» Work required: Arrange every line of the listing below as a numbered list, omitting any blank lines.

########################################

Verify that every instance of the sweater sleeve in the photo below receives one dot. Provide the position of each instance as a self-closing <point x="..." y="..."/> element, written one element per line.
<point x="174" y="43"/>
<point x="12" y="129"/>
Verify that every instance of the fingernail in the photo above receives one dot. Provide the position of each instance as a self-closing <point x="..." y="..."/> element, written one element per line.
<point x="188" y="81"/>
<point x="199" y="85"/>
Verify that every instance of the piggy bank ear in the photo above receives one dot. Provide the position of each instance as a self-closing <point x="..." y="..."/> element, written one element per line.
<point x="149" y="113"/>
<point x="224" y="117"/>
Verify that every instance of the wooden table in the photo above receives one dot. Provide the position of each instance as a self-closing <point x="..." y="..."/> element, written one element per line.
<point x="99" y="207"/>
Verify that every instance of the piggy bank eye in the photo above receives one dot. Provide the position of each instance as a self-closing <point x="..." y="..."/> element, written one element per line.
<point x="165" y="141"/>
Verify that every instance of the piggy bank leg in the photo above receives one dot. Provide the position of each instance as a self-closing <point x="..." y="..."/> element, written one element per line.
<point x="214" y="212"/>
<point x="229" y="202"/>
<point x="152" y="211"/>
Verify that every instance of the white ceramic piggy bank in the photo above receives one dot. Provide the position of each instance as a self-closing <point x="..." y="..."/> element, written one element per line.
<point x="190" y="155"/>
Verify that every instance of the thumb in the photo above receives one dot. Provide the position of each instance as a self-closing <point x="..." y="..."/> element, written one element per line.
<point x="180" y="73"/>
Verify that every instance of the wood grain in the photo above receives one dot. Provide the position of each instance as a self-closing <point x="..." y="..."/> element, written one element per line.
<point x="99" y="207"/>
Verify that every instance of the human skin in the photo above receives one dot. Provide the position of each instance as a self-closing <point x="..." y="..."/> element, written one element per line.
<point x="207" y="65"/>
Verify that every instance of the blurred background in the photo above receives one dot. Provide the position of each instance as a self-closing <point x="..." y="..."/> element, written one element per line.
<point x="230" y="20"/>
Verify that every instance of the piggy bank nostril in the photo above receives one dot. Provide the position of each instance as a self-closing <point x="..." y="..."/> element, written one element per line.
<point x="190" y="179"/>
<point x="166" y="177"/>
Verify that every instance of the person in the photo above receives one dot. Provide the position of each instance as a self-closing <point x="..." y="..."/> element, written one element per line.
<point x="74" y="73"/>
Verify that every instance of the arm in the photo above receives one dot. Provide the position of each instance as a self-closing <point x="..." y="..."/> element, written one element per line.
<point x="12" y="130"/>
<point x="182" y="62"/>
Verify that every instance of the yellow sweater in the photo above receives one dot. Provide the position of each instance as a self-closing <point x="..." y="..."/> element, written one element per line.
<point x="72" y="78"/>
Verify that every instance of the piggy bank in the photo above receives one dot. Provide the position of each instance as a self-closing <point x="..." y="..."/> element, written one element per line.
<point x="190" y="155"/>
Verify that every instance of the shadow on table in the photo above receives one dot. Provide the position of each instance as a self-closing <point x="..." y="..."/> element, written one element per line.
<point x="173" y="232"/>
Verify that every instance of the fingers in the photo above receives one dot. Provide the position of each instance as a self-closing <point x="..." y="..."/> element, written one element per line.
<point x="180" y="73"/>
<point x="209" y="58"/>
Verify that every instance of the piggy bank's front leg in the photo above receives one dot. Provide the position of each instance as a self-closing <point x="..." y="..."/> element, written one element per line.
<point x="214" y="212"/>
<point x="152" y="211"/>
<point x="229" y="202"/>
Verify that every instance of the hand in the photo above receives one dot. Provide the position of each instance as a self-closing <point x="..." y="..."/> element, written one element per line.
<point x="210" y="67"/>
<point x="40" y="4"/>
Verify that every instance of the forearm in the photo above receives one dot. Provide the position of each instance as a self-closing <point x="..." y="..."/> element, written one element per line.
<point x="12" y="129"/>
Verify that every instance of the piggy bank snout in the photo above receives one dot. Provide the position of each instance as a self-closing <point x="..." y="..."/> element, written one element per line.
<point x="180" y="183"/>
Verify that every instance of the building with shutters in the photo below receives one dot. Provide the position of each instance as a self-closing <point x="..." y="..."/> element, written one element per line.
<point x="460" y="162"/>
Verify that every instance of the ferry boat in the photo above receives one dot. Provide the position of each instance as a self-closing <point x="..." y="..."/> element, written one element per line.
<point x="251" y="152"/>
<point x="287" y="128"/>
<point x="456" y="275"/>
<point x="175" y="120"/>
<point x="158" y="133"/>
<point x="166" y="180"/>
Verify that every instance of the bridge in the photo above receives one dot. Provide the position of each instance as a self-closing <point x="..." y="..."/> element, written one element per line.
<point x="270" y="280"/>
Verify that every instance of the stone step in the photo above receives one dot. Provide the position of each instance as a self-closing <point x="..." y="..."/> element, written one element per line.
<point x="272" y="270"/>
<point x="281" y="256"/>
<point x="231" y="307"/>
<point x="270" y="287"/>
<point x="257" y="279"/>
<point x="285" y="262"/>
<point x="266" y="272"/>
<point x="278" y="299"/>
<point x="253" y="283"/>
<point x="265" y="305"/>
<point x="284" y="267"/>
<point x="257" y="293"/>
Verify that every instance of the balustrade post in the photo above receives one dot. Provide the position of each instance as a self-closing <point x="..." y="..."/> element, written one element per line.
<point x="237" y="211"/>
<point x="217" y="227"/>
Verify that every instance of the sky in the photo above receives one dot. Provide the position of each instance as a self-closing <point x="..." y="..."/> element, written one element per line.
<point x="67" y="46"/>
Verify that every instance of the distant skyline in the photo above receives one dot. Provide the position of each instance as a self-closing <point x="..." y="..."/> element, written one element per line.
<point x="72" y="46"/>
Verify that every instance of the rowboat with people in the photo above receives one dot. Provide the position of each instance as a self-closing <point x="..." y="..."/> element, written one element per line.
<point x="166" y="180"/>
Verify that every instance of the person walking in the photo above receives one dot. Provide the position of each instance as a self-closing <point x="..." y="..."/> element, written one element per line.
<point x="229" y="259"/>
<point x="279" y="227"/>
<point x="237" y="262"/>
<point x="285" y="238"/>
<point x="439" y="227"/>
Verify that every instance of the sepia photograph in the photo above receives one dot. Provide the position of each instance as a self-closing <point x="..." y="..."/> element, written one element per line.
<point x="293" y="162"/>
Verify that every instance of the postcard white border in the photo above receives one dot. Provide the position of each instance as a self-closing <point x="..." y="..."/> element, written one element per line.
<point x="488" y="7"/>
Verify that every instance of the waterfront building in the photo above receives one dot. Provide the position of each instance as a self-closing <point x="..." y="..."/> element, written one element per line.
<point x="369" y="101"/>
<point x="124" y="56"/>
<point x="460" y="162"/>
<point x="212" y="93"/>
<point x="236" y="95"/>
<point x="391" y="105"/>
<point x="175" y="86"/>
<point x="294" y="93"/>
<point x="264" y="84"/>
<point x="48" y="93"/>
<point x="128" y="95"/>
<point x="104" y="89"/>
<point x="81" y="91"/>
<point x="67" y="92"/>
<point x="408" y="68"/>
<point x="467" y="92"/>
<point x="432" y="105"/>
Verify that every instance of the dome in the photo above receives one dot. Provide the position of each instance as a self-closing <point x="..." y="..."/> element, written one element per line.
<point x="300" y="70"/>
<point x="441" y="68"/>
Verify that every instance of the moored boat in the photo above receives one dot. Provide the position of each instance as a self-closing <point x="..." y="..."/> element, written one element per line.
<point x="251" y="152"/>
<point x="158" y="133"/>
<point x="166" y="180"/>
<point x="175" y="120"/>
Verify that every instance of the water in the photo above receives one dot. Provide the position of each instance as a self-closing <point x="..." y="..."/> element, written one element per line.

########################################

» Full answer:
1. Verify that every instance of the sweater sleeve in the photo below receives one dot. Provide the position of each instance as a self-closing <point x="..." y="..."/> element, written one element per line.
2. <point x="174" y="43"/>
3. <point x="12" y="129"/>
4. Verify that every instance of the fingernail in the photo above receives one dot. Provide the position of each instance as a self-closing <point x="..." y="..."/> element, written one element per line.
5. <point x="188" y="81"/>
6. <point x="199" y="85"/>
7. Verify that every instance of the piggy bank ear in the photo above receives one dot. Provide the position of each instance as a self-closing <point x="..." y="..."/> element, written one element per line.
8. <point x="149" y="113"/>
9. <point x="224" y="117"/>
10. Verify that every instance of the wooden table in the photo above receives one dot. Provide the position of each instance as a self-closing <point x="..." y="..."/> element, written one element per line.
11. <point x="99" y="207"/>
12. Verify that every instance of the piggy bank eye in the photo above receives one dot. Provide the position of each instance as a self-closing <point x="..." y="..."/> element, written one element per line.
13. <point x="165" y="141"/>
14. Verify that every instance of the piggy bank leg in the photo above receives one dot. Provide the position of each instance as a self-closing <point x="..." y="..."/> element, written one element per line.
15. <point x="214" y="212"/>
16. <point x="229" y="202"/>
17. <point x="152" y="211"/>
18. Verify that every instance of the white ceramic piggy bank in the photo above receives one dot. Provide the position of each instance as a self-closing <point x="..." y="..."/> element, written one element per line.
19. <point x="190" y="155"/>
20. Verify that every instance of the thumb in the photo above receives one dot. Provide the position of each instance as a self-closing <point x="..." y="..."/> element, written one element per line.
21. <point x="180" y="73"/>
22. Verify that every instance of the wood grain in the photo above receives one dot. Provide the position of each instance as a self-closing <point x="..." y="..."/> element, written one element per line.
23. <point x="99" y="207"/>
24. Verify that every instance of the human skin in the photo above receives one dot. Provide the position of each instance as a self-closing <point x="..." y="..."/> element, written one element per line.
25. <point x="207" y="65"/>
26. Verify that every instance of the blurred background in the photo above receives one dot. Provide the position of each instance as a self-closing <point x="..." y="..."/> element, written one element per line.
27. <point x="230" y="20"/>
28. Verify that every instance of the piggy bank nostril in the photo above receives one dot. Provide the position of each instance as a self-closing <point x="..." y="..."/> element, written one element per line.
29. <point x="190" y="179"/>
30. <point x="166" y="177"/>
31. Verify that every instance of the person in the photo above receives one dot. Provide the position of each instance as a self-closing <point x="..." y="..."/> element, written one element per line.
32. <point x="74" y="73"/>
33. Verify that every instance of the arm in the photo above receives one dot. Provide the position of each instance as a self-closing <point x="..." y="..."/> element, written one element per line.
34. <point x="12" y="130"/>
35. <point x="182" y="62"/>
36. Verify that every instance of the yellow sweater in the photo above receives one dot. Provide the position of each instance as a self-closing <point x="..." y="..."/> element, written one element per line.
37. <point x="72" y="78"/>
38. Verify that every instance of the piggy bank in the photo above receives one dot. Provide the position of each instance as a self-closing <point x="..." y="..."/> element, written one element per line.
39. <point x="190" y="155"/>
40. Verify that every instance of the shadow on table in the photo above receives one dot. Provide the position of each instance as a self-closing <point x="..." y="..."/> element, written one element per line.
41. <point x="173" y="232"/>
42. Verify that every instance of the fingers in the photo above receives one dot. Provide the position of each instance as a self-closing <point x="..." y="..."/> element, written one element per line.
43. <point x="180" y="73"/>
44. <point x="209" y="58"/>
45. Verify that every instance of the piggy bank's front leg in the photo above receives one dot. Provide the position of each instance as a self-closing <point x="..." y="..."/> element, written one element per line.
46. <point x="214" y="212"/>
47. <point x="152" y="211"/>
48. <point x="229" y="202"/>
49. Verify that every instance of the hand in the photo above receives one dot. Provide the position of each instance as a self-closing <point x="..." y="..."/> element, written one element per line.
50. <point x="210" y="67"/>
51. <point x="40" y="4"/>
52. Verify that every instance of the forearm in the photo above receives one dot. Provide the position of each instance as a self-closing <point x="..." y="..."/> element, written one element per line.
53. <point x="12" y="129"/>
54. Verify that every instance of the piggy bank snout in the photo above receives one dot. Provide the position of each instance as a self-closing <point x="..." y="..."/> element, written one element per line.
55. <point x="180" y="183"/>
56. Verify that every instance of the building with shutters in the photo below receives one dot. Provide the position of each instance as a self-closing <point x="..." y="..."/> element, written one element per line.
57. <point x="460" y="162"/>
58. Verify that every instance of the ferry boat in the photo above receives one dot. Provide the position of each instance as a self-closing <point x="..." y="..."/> element, written one element per line.
59. <point x="251" y="152"/>
60. <point x="287" y="128"/>
61. <point x="456" y="275"/>
62. <point x="175" y="120"/>
63. <point x="158" y="133"/>
64. <point x="166" y="180"/>
65. Verify that every instance of the bridge in the photo above receives one dot. Provide the position of each instance as a self-closing <point x="..." y="..."/> element, written one element per line.
66. <point x="270" y="280"/>
67. Verify that every instance of the stone step in the photo above receives one dot. Provide the position of each instance as a self-closing <point x="..." y="..."/> element, written one element per line.
68. <point x="272" y="270"/>
69. <point x="281" y="256"/>
70. <point x="231" y="307"/>
71. <point x="270" y="287"/>
72. <point x="257" y="279"/>
73. <point x="285" y="262"/>
74. <point x="266" y="272"/>
75. <point x="278" y="299"/>
76. <point x="253" y="283"/>
77. <point x="265" y="305"/>
78. <point x="284" y="267"/>
79. <point x="257" y="293"/>
80. Verify that every instance of the balustrade post in the photo above receives one dot. Provide the position of each instance as a self-closing <point x="..." y="..."/> element, written one element per line.
81. <point x="237" y="211"/>
82. <point x="217" y="227"/>
83. Verify that every instance of the sky in the photo above receives one dot. Provide the position of each instance as a self-closing <point x="..." y="..."/> element, written one element per line.
84. <point x="67" y="46"/>
85. Verify that every instance of the distant skyline in the photo above receives one dot. Provide the position of each instance as a self-closing <point x="..." y="..."/> element, written one element per line.
86. <point x="72" y="46"/>
87. Verify that every instance of the rowboat with people in the photo above receives one dot. Provide the position of each instance as a self-closing <point x="..." y="..."/> element, written one element per line.
88. <point x="166" y="180"/>
89. Verify that every instance of the person walking in the photo above receives one dot. Provide the position of each instance as a self-closing <point x="..." y="..."/> element, written one element per line.
90. <point x="229" y="259"/>
91. <point x="279" y="227"/>
92. <point x="237" y="262"/>
93. <point x="285" y="238"/>
94. <point x="439" y="227"/>
95. Verify that every instance of the sepia photograph in the photo above receives one dot. Provide the position of each instance as a self-closing <point x="..." y="..."/> element, written one element per line.
96. <point x="293" y="162"/>
97. Verify that every instance of the postcard white border in the photo above receives one dot. Provide the position of each instance as a self-closing <point x="..." y="..."/> element, written one element per line.
98. <point x="488" y="7"/>
99. Verify that every instance of the waterfront building in the photo above receives one dot. Provide the position of each instance as a self-closing <point x="..." y="..."/> element, written one element per line.
100. <point x="369" y="101"/>
101. <point x="124" y="56"/>
102. <point x="460" y="162"/>
103. <point x="212" y="93"/>
104. <point x="236" y="95"/>
105. <point x="391" y="105"/>
106. <point x="175" y="86"/>
107. <point x="294" y="93"/>
108. <point x="264" y="84"/>
109. <point x="48" y="93"/>
110. <point x="128" y="95"/>
111. <point x="104" y="89"/>
112. <point x="81" y="91"/>
113. <point x="67" y="92"/>
114. <point x="408" y="68"/>
115. <point x="467" y="92"/>
116. <point x="432" y="105"/>
117. Verify that every instance of the dome in the photo above receives one dot. Provide the position of each instance as a self-closing <point x="..." y="..."/> element, written one element per line.
118. <point x="300" y="70"/>
119. <point x="441" y="68"/>
120. Verify that every instance of the moored boat in the photo above receives one dot. Provide the position of each instance as a self-closing <point x="..." y="..."/> element, written one element per line.
121. <point x="251" y="152"/>
122. <point x="158" y="133"/>
123. <point x="166" y="180"/>
124. <point x="175" y="120"/>
125. Verify that every instance of the water in the photo above receives one dot. Provide the position of each instance as a self-closing <point x="..." y="..."/> element, written one element per line.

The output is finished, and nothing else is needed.